## ENTRIES SUPPLIED
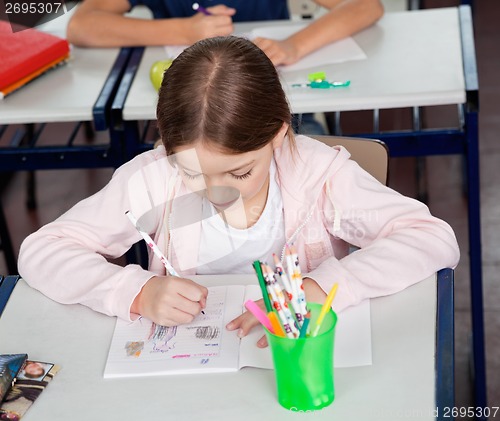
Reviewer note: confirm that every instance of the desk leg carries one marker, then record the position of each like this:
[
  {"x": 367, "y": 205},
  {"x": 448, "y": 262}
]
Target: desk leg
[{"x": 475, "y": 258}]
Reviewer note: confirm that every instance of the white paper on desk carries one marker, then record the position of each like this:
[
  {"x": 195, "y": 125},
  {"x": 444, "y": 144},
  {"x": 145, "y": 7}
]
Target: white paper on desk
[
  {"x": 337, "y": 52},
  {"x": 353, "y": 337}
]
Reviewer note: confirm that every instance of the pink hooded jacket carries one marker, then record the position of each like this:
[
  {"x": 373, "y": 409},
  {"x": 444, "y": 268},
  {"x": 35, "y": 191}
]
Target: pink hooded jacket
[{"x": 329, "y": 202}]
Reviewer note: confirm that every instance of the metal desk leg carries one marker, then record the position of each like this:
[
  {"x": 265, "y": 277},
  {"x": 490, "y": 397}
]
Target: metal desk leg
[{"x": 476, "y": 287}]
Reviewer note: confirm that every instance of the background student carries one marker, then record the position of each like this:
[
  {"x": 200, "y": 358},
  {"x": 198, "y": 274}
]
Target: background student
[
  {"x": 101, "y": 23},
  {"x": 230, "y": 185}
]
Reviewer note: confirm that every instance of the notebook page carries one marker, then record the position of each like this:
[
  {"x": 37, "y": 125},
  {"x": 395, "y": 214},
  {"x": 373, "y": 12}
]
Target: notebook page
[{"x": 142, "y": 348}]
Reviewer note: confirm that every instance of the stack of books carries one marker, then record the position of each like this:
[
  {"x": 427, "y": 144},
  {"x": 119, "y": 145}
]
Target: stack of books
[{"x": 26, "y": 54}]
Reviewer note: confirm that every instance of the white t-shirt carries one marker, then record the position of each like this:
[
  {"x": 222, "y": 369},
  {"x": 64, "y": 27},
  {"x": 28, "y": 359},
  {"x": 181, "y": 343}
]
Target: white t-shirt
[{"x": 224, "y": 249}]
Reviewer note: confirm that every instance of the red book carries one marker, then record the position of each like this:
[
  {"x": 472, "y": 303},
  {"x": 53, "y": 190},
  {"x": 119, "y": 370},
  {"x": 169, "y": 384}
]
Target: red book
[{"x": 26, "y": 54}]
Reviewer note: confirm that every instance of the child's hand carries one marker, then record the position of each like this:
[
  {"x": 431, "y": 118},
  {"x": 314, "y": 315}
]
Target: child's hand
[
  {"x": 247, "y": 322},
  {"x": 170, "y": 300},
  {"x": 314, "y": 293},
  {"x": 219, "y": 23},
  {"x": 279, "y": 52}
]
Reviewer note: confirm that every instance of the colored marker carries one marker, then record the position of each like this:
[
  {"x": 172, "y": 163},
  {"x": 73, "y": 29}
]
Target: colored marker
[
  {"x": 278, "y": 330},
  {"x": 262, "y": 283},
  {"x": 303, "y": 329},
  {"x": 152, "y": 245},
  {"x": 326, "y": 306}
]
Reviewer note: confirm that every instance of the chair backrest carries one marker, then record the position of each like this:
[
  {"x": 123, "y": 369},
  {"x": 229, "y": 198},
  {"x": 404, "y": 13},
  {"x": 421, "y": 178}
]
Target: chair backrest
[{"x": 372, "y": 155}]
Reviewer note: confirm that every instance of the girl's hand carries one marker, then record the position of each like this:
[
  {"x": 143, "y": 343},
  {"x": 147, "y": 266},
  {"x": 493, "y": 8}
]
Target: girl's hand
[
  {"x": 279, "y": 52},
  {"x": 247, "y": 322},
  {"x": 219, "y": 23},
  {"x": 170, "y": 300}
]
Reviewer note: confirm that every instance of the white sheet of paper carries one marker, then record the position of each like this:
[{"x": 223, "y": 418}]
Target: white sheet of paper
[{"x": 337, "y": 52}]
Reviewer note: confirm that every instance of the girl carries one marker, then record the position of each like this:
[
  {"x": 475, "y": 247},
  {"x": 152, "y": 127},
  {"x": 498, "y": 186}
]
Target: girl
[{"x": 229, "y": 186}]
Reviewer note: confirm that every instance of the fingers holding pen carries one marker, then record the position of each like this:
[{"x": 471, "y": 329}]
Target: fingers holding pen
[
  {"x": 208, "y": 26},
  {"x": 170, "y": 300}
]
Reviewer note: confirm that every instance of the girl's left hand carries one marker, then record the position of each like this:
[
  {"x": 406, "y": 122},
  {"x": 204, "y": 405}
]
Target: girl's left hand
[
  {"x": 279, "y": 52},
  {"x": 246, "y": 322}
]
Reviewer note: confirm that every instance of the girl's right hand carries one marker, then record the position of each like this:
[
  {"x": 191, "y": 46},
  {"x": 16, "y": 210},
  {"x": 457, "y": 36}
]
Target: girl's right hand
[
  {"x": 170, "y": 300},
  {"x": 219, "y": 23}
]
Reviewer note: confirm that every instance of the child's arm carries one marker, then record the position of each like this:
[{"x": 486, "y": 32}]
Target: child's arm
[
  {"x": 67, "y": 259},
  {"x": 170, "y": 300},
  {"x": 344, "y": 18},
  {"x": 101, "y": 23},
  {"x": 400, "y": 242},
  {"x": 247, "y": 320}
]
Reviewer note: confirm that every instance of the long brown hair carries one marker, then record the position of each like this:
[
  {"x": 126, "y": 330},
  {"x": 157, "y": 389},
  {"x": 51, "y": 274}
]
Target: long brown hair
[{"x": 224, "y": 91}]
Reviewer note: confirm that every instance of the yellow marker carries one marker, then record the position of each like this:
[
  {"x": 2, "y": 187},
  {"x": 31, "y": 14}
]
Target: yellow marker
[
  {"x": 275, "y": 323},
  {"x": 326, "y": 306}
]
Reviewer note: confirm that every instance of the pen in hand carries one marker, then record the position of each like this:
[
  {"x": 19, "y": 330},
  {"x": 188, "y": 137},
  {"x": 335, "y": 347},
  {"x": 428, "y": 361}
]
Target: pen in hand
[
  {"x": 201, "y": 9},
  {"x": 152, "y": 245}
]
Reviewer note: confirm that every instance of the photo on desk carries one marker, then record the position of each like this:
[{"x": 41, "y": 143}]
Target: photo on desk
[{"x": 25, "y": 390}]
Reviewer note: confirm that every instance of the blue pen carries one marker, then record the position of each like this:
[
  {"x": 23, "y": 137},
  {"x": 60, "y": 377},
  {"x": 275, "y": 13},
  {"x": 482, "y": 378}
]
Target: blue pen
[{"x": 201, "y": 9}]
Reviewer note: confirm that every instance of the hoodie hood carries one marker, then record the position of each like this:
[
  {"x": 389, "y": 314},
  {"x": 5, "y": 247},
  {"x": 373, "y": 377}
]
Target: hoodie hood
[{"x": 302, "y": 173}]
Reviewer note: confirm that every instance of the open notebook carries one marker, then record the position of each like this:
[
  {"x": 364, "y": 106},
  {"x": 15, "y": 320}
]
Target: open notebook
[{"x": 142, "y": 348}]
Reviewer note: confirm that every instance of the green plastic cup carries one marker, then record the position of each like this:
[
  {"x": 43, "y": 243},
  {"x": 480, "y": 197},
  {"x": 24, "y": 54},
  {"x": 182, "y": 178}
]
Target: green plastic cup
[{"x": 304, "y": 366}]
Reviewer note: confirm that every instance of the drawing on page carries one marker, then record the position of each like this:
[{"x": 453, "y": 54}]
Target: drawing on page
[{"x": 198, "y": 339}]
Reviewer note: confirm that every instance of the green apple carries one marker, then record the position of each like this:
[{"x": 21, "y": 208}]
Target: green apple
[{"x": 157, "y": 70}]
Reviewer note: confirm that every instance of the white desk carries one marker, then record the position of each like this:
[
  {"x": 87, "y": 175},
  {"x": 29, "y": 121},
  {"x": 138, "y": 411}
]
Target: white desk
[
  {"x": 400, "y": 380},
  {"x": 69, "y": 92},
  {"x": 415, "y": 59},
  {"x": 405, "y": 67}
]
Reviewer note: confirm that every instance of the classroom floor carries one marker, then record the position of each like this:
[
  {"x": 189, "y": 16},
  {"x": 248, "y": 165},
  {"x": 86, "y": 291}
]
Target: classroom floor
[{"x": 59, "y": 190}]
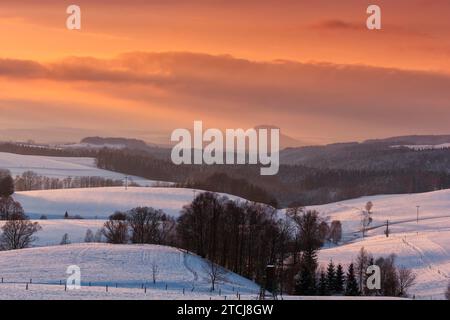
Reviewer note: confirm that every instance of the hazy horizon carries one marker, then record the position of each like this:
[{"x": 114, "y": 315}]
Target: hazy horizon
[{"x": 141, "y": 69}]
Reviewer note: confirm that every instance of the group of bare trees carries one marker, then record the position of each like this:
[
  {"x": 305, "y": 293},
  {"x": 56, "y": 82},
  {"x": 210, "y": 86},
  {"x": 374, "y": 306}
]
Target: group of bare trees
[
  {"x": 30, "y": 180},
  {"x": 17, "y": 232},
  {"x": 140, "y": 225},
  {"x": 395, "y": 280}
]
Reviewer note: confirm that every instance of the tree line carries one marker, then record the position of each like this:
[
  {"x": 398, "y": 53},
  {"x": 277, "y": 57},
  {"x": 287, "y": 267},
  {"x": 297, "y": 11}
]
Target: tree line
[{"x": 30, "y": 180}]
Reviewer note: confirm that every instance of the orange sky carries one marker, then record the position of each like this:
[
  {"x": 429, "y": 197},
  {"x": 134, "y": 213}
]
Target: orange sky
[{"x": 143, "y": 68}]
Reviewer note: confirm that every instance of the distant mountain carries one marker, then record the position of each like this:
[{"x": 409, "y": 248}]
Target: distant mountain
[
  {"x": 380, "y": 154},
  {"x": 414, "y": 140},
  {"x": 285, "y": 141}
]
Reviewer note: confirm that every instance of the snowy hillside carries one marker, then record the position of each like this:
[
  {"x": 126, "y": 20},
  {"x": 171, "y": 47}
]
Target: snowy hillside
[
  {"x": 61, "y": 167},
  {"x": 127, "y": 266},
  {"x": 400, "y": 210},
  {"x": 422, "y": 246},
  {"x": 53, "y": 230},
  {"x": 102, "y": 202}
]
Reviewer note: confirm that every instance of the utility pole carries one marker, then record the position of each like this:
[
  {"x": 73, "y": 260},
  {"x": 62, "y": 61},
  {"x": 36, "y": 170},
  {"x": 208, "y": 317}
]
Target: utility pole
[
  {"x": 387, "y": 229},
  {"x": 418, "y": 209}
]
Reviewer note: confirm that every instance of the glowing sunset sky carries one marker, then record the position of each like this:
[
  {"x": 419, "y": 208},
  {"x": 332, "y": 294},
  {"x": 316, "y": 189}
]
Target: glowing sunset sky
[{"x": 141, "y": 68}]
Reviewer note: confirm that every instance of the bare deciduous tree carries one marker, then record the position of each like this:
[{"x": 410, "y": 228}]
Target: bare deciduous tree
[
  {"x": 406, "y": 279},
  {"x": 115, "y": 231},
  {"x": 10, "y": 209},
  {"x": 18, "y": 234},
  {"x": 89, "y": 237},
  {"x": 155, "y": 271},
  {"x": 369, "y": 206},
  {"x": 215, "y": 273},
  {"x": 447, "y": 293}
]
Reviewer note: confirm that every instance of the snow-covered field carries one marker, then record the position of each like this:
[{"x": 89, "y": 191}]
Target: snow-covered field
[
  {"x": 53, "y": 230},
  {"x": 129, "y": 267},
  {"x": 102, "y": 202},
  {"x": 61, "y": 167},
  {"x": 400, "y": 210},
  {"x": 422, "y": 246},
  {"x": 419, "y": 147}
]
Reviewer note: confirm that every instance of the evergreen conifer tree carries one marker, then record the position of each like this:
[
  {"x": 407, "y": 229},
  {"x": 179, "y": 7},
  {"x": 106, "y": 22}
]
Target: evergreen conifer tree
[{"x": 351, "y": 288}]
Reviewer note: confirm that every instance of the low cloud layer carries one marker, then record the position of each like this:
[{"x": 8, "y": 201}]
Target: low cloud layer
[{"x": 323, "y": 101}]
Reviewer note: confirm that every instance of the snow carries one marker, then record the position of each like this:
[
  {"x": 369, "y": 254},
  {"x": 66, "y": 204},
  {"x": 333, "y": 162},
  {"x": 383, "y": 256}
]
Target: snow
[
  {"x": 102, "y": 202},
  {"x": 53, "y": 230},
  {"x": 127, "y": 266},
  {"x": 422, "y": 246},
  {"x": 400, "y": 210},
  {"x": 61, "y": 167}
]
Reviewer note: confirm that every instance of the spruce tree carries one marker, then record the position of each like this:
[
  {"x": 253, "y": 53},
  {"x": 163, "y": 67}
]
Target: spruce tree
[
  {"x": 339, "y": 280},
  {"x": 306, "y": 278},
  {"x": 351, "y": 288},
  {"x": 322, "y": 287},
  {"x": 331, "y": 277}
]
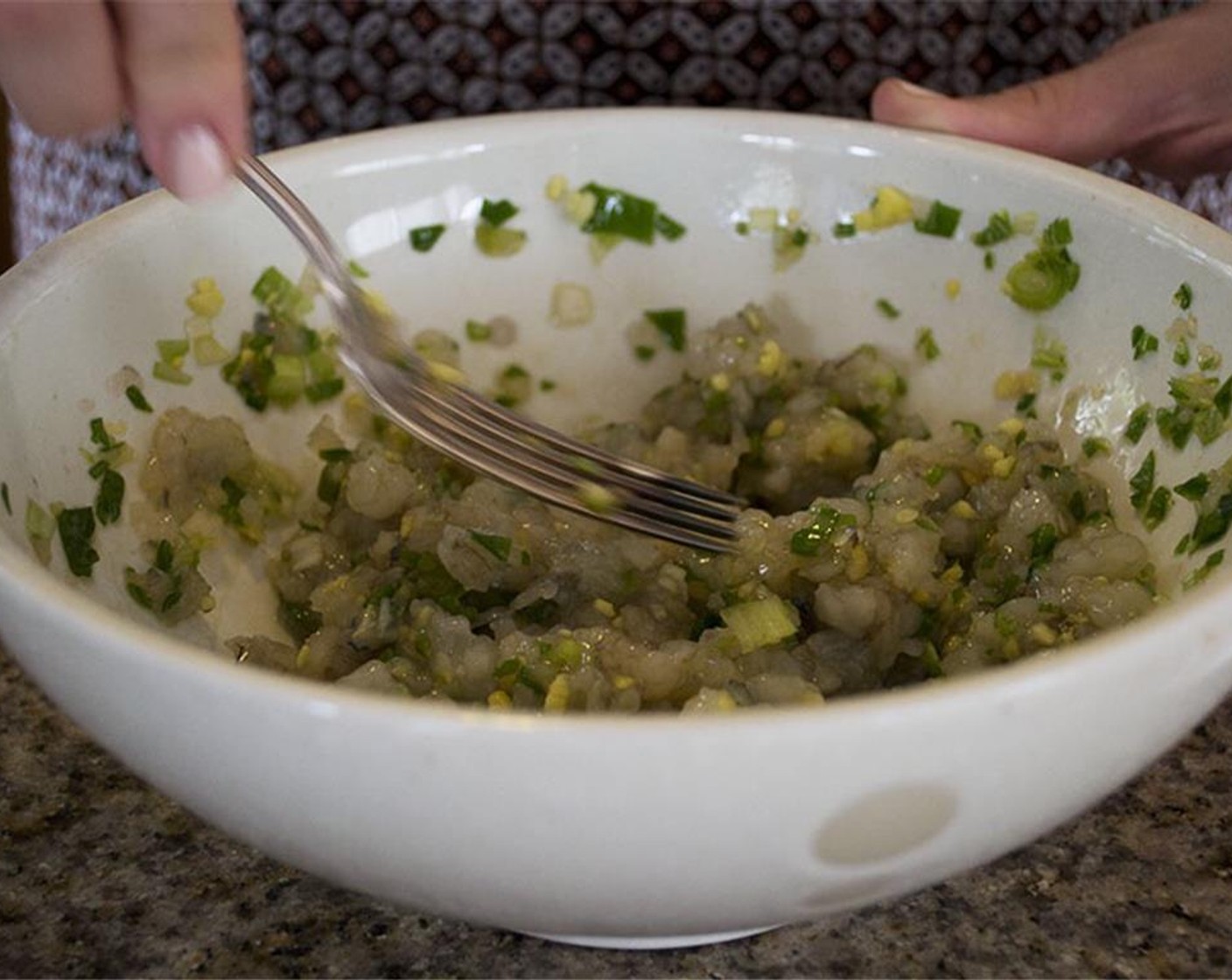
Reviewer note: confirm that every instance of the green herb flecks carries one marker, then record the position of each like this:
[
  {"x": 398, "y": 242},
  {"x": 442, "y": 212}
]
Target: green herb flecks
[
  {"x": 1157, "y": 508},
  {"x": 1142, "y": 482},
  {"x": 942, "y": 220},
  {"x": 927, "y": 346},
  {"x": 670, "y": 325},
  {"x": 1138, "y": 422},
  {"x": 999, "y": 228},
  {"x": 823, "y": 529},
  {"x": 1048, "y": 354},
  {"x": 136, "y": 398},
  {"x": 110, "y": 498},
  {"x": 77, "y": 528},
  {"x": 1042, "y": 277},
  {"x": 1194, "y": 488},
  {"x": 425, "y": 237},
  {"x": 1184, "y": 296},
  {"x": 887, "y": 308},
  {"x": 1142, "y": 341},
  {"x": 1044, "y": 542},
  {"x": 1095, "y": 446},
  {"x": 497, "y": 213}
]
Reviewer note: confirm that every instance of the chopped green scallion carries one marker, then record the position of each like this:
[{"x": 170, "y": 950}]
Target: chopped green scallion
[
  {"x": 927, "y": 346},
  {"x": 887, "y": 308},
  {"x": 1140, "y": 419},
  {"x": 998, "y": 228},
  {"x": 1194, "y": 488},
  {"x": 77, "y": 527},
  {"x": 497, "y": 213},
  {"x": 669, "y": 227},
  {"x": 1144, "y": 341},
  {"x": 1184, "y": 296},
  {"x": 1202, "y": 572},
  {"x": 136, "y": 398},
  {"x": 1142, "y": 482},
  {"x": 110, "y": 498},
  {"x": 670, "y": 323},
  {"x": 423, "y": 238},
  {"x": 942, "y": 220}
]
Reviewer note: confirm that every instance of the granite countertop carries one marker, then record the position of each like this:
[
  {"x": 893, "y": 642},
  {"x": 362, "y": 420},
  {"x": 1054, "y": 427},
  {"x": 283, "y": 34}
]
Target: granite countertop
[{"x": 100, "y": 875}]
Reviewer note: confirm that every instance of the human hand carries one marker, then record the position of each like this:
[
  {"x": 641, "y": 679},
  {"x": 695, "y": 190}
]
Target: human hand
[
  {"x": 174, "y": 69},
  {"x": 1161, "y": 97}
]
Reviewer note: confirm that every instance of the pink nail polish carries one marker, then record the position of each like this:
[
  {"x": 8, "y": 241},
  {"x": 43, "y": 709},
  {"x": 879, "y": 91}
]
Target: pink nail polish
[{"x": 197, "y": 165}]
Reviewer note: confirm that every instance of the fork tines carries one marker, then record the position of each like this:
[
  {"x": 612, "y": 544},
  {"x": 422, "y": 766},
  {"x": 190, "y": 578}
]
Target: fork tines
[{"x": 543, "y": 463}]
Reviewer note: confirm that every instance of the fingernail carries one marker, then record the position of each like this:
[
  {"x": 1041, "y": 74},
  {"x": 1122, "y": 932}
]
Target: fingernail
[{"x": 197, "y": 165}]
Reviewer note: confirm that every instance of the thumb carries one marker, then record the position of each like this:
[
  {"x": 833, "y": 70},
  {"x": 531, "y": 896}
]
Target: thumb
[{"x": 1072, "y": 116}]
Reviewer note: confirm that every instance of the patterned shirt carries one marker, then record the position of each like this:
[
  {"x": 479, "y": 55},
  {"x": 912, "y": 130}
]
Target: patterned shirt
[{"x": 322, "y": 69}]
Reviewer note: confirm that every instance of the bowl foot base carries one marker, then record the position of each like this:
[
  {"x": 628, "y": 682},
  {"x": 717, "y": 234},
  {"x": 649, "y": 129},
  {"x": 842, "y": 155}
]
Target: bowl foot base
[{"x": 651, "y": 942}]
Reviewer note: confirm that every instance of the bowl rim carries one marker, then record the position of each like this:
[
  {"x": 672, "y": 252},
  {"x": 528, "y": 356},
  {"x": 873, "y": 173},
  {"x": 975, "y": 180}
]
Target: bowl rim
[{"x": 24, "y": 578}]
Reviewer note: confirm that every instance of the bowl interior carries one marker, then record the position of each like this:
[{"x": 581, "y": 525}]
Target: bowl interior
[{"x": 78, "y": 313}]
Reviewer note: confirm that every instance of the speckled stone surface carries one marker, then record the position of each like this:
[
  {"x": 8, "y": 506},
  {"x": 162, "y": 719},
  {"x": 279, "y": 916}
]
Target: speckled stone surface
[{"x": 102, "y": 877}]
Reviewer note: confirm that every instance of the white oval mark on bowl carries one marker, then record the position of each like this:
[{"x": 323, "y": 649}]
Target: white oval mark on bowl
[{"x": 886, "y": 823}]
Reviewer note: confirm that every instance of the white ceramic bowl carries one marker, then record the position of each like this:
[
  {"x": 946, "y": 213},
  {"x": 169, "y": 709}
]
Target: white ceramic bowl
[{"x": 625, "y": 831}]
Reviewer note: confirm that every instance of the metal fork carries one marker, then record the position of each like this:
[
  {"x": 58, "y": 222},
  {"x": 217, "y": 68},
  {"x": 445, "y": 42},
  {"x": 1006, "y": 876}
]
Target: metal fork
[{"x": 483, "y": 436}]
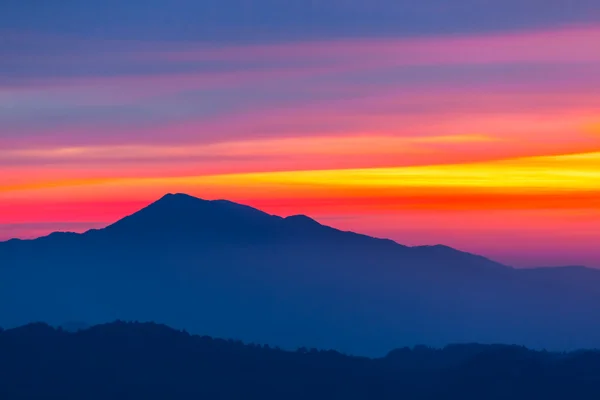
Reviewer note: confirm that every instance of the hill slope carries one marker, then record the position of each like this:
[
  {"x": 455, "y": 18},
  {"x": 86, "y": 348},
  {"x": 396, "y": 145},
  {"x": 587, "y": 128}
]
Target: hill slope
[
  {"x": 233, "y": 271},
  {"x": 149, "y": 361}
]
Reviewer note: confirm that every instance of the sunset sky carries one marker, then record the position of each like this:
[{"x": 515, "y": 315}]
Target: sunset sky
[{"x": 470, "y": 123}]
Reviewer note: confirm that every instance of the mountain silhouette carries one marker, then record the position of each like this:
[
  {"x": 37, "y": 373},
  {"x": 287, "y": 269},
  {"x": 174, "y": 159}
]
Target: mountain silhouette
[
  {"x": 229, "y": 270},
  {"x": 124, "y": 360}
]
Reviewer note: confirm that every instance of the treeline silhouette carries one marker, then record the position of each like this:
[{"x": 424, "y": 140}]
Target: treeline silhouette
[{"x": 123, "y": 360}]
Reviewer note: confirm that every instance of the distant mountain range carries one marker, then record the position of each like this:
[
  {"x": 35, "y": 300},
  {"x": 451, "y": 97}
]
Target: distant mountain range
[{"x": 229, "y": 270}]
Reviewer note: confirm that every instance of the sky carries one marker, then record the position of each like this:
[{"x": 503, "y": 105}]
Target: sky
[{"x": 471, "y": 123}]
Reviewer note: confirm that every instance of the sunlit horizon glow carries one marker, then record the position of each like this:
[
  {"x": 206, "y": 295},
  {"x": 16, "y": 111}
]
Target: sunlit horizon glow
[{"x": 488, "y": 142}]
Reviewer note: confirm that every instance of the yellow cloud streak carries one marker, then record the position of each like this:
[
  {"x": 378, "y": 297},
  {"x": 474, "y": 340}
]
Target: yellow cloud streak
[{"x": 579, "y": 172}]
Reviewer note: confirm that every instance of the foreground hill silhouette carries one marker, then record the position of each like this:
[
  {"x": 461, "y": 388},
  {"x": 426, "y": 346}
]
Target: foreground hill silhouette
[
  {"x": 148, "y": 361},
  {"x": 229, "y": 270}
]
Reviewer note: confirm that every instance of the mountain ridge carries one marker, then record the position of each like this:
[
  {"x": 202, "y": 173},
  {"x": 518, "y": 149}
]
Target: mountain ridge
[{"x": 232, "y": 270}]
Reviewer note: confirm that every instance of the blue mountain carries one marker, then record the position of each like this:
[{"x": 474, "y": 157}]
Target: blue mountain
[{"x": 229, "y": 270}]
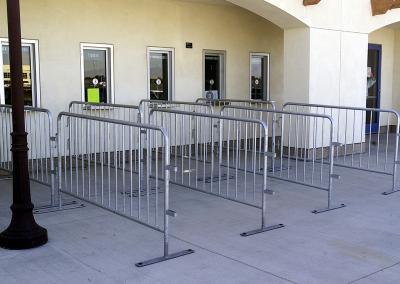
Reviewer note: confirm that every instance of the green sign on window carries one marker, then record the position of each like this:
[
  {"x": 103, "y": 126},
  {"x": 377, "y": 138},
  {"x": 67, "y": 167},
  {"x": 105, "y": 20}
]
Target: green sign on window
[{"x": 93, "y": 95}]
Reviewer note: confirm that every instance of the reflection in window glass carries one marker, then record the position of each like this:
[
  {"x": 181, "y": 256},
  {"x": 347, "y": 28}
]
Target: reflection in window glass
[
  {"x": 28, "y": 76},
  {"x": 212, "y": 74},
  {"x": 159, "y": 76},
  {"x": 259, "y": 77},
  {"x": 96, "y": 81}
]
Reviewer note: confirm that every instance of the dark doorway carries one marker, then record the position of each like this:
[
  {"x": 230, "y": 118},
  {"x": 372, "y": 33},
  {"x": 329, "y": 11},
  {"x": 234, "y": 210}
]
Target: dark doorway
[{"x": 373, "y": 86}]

## WHAT TO DO
Copy out exactly the lines between the line with "Reviewer note: confirm that every instance of the green sign" and the last line of the entries, counting both of those lines.

## ANSWER TO THIS TASK
Reviewer note: confirm that every instance of the green sign on window carries one marker, then record the position of each like this:
[
  {"x": 103, "y": 126},
  {"x": 377, "y": 138},
  {"x": 67, "y": 167},
  {"x": 105, "y": 20}
]
Target: green sign on window
[{"x": 93, "y": 95}]
Reviewer note: confirm that every instance of the reflection in window glass carries one marker, then record the position of each like this:
[
  {"x": 181, "y": 256},
  {"x": 347, "y": 28}
]
Target: reflection in window glass
[
  {"x": 28, "y": 76},
  {"x": 212, "y": 74},
  {"x": 159, "y": 76},
  {"x": 259, "y": 77},
  {"x": 96, "y": 81}
]
Reviewer note: confirm that every instance of the dark doorway carries one marker, then record the position of each like this:
[
  {"x": 230, "y": 118},
  {"x": 372, "y": 33},
  {"x": 329, "y": 11},
  {"x": 234, "y": 210}
]
Target: dark doorway
[{"x": 373, "y": 86}]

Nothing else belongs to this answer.